Short problem 1:
Filter the records and keep only the lines that contain the string "jacket". Treat uppercase and lowercase letters as different.

....

In the long run, the USB interface has always been optional; from the start of this project, the Blue Raven is intended to use the Bluetooth phone interface to do everything the user needs. But in the short term this puts a stumbling block in my plans to make available some beta test units to users comfortable with a command line interface while the Bluetooth phone interface progresses. I may want to put in a temporary capability to use a Bluetooth command to turn the Bluetooth off, and then have a USB command that can turn the Bluetooth back on. (or just power cycle). I'll be mulling this over while I try to make progress in other areas and I wait for the vendor support to get back to me.

 

[manixFan]

Hmm, not sure I would have seen that coming. One of the joys of hardware development.

I don't recall if you have a programming button on the BR. If so, could you use that to toggle between the BLE/USB interfaces? Otherwise, I like the idea of having the unit power up in BLE mode and then requiring a command to flip it to USB seems (only one command, and default is BLE, which makes sense for the unit).

As is typical for these sorts of projects, two steps forward and one step back! Good luck resolving the issue and thanks for the update.


Tony

 

[TonyL]

Hi Adrian,
seems like a USB back door is desirable so that a pcb does not become a brick from a Bluetooth issue. If you could detect the USB connection to turn off the Bluetooth and default back when it is disconnected, that seems the most transparent [and idiot resistant]?

....

Short problem 2:
According to the forum thread, which interface has the Blue Raven been intended to use from the start of the project to do everything the user needs?

(Image object location entries)
....

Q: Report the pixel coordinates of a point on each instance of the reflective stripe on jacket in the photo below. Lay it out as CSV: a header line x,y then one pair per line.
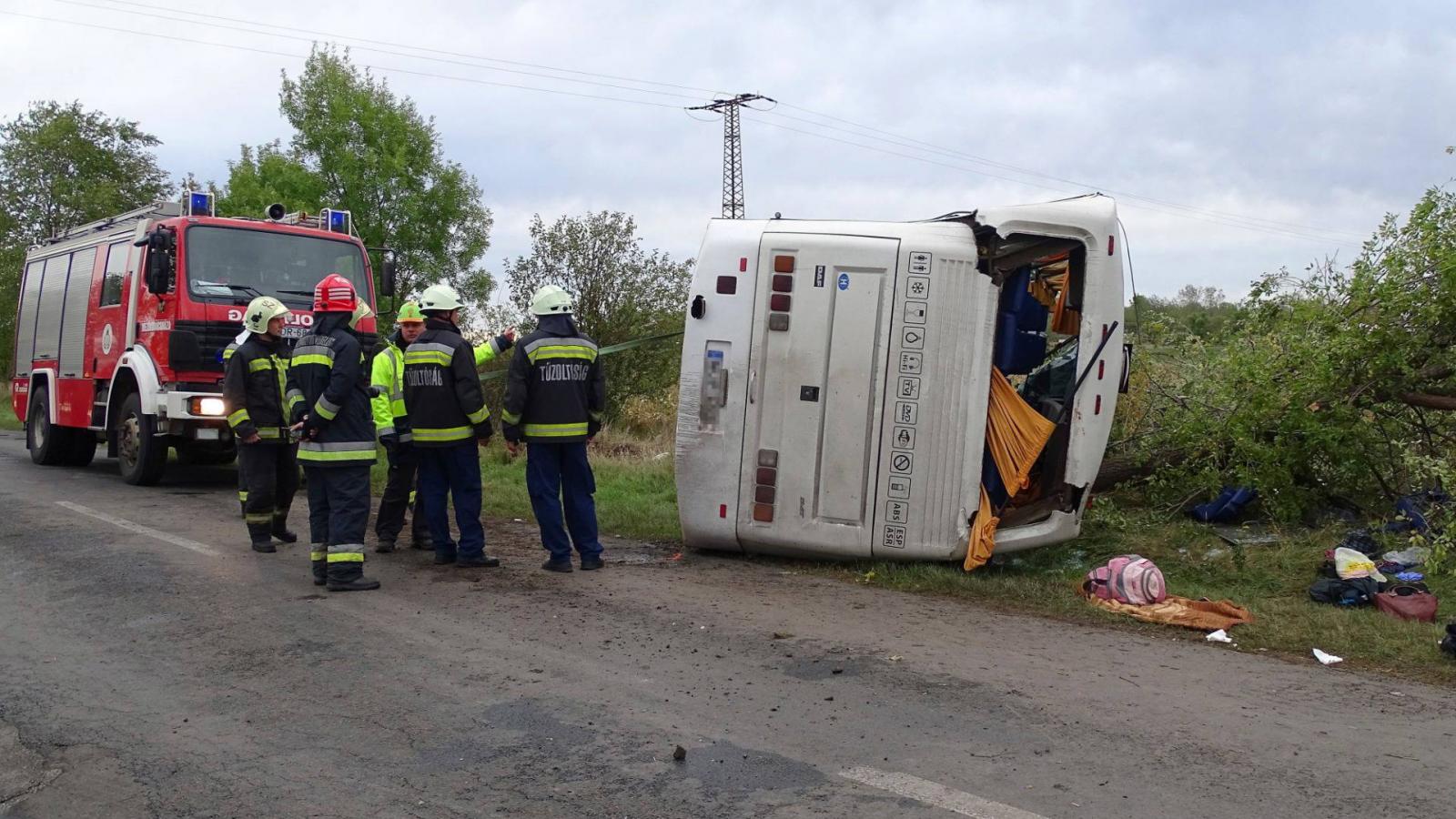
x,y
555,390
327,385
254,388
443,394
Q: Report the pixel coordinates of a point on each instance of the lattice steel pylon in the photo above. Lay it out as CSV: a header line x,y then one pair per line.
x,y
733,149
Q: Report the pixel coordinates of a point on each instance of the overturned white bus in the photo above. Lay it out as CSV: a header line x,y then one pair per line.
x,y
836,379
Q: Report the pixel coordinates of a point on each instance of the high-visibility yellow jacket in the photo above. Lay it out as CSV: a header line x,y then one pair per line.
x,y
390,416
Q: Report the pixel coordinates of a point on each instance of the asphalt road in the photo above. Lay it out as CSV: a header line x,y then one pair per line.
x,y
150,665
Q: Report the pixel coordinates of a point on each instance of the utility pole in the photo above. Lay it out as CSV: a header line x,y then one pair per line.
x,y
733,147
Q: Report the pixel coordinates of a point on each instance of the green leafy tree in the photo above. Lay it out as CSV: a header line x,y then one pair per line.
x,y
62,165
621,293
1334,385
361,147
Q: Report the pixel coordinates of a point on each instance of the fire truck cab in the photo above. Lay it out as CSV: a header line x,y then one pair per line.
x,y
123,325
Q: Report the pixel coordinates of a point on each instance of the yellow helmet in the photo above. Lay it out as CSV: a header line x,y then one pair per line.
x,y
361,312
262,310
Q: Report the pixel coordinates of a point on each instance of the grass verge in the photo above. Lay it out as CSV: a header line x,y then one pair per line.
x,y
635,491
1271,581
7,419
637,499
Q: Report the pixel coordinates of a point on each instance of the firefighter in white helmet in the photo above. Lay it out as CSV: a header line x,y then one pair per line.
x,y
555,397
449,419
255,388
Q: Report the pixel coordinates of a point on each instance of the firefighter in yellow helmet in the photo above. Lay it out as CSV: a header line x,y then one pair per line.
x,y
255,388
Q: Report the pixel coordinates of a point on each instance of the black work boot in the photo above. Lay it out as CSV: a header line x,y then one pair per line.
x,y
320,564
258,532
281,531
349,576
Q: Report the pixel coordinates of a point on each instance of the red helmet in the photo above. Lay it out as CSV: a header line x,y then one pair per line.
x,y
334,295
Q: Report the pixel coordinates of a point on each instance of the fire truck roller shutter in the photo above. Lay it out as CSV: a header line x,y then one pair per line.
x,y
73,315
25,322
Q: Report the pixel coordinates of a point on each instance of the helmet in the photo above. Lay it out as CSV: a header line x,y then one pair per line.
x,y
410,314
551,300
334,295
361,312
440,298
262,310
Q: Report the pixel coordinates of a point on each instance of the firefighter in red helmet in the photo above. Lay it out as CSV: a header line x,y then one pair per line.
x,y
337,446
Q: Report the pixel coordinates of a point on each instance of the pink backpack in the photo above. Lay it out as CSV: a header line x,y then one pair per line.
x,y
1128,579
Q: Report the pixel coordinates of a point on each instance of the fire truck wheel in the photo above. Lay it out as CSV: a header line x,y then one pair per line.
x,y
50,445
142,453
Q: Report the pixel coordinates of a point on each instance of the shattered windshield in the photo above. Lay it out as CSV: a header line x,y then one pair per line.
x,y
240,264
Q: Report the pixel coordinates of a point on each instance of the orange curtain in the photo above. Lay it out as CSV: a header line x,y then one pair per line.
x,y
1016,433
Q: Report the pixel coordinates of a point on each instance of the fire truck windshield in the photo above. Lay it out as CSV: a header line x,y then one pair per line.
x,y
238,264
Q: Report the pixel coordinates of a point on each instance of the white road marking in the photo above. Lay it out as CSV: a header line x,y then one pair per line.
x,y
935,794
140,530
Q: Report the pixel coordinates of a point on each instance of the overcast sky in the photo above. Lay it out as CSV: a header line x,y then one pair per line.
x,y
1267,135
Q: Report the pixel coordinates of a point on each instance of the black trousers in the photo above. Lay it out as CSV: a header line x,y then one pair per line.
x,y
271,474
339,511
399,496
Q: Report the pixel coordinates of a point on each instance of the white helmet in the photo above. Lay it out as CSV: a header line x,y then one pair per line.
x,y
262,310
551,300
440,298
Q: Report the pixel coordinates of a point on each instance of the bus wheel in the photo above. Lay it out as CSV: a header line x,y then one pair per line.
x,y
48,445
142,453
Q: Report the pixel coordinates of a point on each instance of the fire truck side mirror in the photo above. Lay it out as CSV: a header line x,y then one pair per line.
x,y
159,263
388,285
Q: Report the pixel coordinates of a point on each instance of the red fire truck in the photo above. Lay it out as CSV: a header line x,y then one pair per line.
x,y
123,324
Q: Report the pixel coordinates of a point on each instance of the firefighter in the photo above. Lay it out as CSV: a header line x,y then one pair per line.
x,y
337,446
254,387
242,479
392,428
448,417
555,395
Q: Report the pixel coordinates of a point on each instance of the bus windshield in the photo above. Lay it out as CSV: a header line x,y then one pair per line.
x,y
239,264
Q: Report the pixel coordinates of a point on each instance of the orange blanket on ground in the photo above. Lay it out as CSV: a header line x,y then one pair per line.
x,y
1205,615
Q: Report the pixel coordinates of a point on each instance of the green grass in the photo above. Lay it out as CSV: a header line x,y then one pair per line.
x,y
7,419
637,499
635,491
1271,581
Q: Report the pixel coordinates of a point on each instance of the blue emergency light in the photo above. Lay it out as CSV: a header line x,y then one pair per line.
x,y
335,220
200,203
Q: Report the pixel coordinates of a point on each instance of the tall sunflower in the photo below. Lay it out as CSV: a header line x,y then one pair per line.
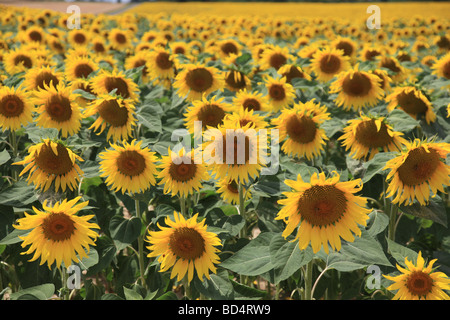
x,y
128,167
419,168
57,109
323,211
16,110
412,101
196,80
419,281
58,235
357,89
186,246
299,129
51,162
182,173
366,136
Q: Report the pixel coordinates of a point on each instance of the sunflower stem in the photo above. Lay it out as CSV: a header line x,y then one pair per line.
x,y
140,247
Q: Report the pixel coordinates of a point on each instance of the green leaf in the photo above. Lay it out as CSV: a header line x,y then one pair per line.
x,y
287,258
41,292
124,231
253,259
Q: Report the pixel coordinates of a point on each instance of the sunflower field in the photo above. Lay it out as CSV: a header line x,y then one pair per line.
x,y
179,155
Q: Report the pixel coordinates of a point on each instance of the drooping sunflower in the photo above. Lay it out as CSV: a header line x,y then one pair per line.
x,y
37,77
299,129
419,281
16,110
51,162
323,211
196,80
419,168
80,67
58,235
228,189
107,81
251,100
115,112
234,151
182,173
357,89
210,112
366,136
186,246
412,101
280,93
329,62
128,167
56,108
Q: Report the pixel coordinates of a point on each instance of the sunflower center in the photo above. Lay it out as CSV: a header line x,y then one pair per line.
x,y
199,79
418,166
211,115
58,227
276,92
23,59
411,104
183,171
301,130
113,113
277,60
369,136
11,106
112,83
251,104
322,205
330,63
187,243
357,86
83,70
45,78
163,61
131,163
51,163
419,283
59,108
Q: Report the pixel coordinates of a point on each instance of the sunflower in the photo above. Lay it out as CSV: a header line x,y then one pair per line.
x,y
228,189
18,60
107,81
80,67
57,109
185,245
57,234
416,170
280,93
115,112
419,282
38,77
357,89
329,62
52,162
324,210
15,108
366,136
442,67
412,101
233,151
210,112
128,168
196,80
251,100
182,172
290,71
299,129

....

Answer 1:
Q: Report the pixel coordinates of a point on each instance of the reflective stripe on jacket in the photo below. Lay it out as CSV: a header line x,y then one pair per line.
Q: Report the pixel coordinates of a point on each instance of the high-visibility yellow jacket in the photo above. Lay it out as CSV: a header line x,y then one pair per line.

Answer 2:
The Bluetooth phone interface.